#### INFORMATION SUPPLIED
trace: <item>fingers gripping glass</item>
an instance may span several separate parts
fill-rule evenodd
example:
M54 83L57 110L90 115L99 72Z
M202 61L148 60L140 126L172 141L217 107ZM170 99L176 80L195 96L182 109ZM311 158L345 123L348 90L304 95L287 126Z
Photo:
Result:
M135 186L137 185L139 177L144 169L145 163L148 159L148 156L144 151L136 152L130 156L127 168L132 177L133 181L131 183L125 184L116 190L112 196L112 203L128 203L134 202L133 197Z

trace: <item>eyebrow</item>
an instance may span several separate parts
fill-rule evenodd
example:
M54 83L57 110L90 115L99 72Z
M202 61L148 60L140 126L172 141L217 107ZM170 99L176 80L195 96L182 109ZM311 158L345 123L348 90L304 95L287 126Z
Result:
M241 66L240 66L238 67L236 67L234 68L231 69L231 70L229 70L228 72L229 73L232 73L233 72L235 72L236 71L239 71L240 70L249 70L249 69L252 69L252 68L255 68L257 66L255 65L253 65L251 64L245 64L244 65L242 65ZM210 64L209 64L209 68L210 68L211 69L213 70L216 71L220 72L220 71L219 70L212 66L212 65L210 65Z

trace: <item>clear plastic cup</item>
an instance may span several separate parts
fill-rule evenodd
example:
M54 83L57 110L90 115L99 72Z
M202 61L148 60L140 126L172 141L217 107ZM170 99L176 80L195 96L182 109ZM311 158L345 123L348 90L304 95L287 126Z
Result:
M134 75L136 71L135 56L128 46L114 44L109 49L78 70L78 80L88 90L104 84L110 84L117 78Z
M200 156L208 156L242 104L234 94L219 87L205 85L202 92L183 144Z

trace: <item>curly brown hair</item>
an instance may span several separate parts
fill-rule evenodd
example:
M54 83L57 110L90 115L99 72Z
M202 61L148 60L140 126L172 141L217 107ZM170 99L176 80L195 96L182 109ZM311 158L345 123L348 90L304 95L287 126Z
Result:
########
• **WHAT YOU NEED TO DO**: Can you reproduce every one of the records above line for line, without changing anything?

• **TASK SOLUTION**:
trace: <item>fingers gripping glass</item>
an instance may span several separate parts
fill-rule evenodd
example:
M54 83L57 110L90 115L99 72Z
M202 61L148 60L140 126L172 141L217 107ZM170 99L176 80L195 96L182 109ZM311 158L345 123L348 90L304 95L287 126Z
Photo:
Result:
M135 186L137 185L139 177L144 169L145 163L148 159L148 156L144 151L136 152L130 156L127 168L132 177L133 181L131 183L125 184L116 190L112 196L112 203L128 203L134 202L133 197Z

trace: <item>eyebrow</item>
an instance may span several separate parts
fill-rule evenodd
example:
M54 83L57 110L90 115L99 72Z
M202 61L148 60L140 126L172 141L217 107ZM170 99L176 80L195 96L182 109ZM311 158L345 123L348 90L304 95L287 126Z
Result:
M241 66L240 66L238 67L236 67L234 68L231 69L231 70L229 70L228 72L229 73L232 73L233 72L235 72L236 71L239 71L240 70L249 70L249 69L252 69L252 68L255 68L257 66L255 65L253 65L251 64L245 64L244 65L242 65ZM210 64L209 64L209 68L210 68L211 69L213 70L216 71L220 72L220 71L219 70L212 66L212 65L210 65Z

trace: <item>clear plastic cup</item>
an instance may span several separate parts
fill-rule evenodd
example:
M54 83L57 110L90 115L99 72Z
M202 61L148 60L140 126L172 141L217 107ZM170 99L176 80L195 96L182 109ZM311 158L345 123L348 90L304 95L287 126Z
Result:
M134 75L136 71L135 56L128 46L114 44L109 49L78 70L78 80L88 90L104 84L110 84L117 78Z
M200 156L208 156L242 104L234 94L219 87L205 85L202 92L183 144Z

trace: <item>curly brown hair</item>
an instance may span several separate parts
fill-rule evenodd
example:
M54 83L57 110L90 115L99 72Z
M202 61L148 60L140 126L172 141L217 107ZM170 99L176 80L195 96L182 109ZM311 158L345 123L348 90L304 95L287 126Z
Result:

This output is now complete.